SELECTED PASSAGE:
=== Section Start ===

Desolación Island (Isla Desolación) (Spanish for Desolation) is an island at the western end of the Strait of Magellan in the Magallanes y la Antártica Chilena Region, Chile.

Its northwestern point is called Cabo Pilar (Cape Pillar), and marks the entrance to the Strait of Magellan. Off Cape Pillar are four rocks in the sea, called Islotes Evangelistas (the islets of the Evangelists).

==Desolación Island in fiction==
The Douglas Preston and Lincoln Child novel The Ice Limit described an expedition to Isla Desolación near Cape Horn in Chile. The map in the (paperback) edition incorrectly identifies easterly Isla Wollastone as Isla Desolación. The authors, in a note, say this is intentional.

In James Michener's novel Hawaii (and its 1966 film adaptation) depicts an attempt by a sailing ship to pass the Straits of Magellan, which a skipper at the Falklands Islands (Captain Janders in the film version) describing the western exit past Desolation Island and the Evangels the most difficult part of the passage.

=== Section End ===

INFORMATION PROVIDED:
=== Section Start ===

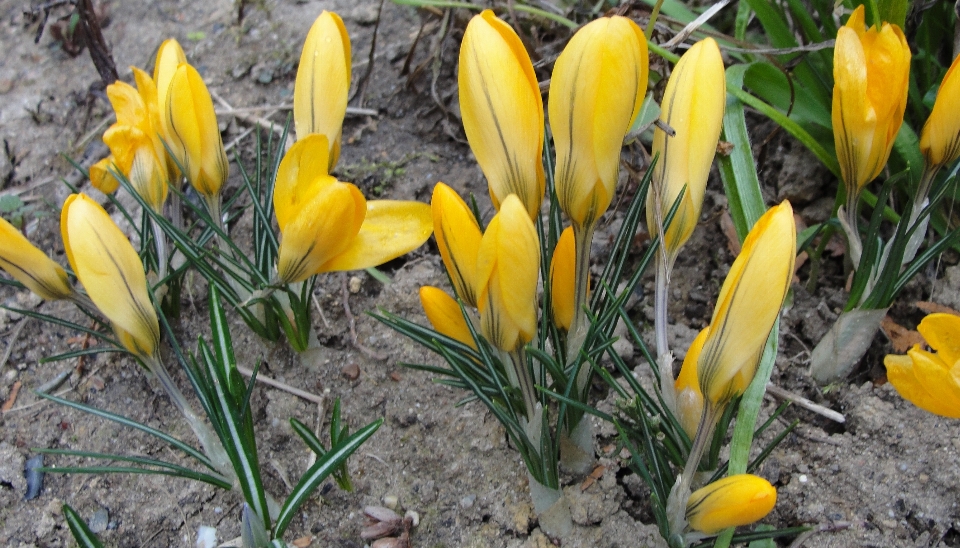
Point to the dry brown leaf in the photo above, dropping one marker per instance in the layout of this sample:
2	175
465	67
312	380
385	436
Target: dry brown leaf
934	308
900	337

=== Section End ===
=== Section Start ===

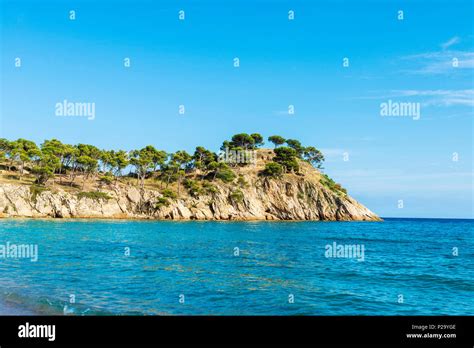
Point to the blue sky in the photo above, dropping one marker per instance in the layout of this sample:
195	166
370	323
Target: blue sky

=== Section End ===

USING THE INFORMATION:
1. Please write out the Desolación Island passage, starting with "Desolación Island (Isla" and going on through "this is intentional.".
2. Answer these questions from the Desolación Island passage, one per line:
(a) In which region of Chile does the island lie?
(b) What is the island's northwestern point called?
(c) Which island does the map in the paperback edition of The Ice Limit wrongly label as Isla Desolación?
3. Proceed with the Desolación Island passage, carrying it on from its final sentence.

RESULTS OF THE EXERCISE:
1.
Desolación Island (Isla Desolación) (Spanish for Desolation) is an island at the western end of the Strait of Magellan in the Magallanes y la Antártica Chilena Region, Chile.

Its northwestern point is called Cabo Pilar (Cape Pillar), and marks the entrance to the Strait of Magellan. Off Cape Pillar are four rocks in the sea, called Islotes Evangelistas (the islets of the Evangelists).

==Desolación Island in fiction==
The Douglas Preston and Lincoln Child novel The Ice Limit described an expedition to Isla Desolación near Cape Horn in Chile. The map in the (paperback) edition incorrectly identifies easterly Isla Wollastone as Isla Desolación. The authors, in a note, say this is intentional.

2.
(a) The Magallanes y la Antártica Chilena Region.
(b) Cabo Pilar (Cape Pillar).
(c) Isla Wollastone.

3.
In Herman Melville's novel Moby-Dick, narrator Ishmael recalls a marble tablet at a whalemen's chapel in New Bedford which pays homage to a whaleman named John Talbot, who was lost overboard "near the Isle of Desolation, off Patagonia".

In Patrick O'Brian's novel Blue at the Mizzen, a British man-of-war is sent on a peace time mission to Chile and the Straits of Magellan.

In the Jackie Chan Adventures animated television series in Season 2 Episode 24 - Scouts Honor, Jackie Chan teleports the episode's villain, Vanessa Barone, with the Eye of Aurora to Desolación Island, saying that it is a little island off the coast of Chile and is "one of the most remote spots on earth".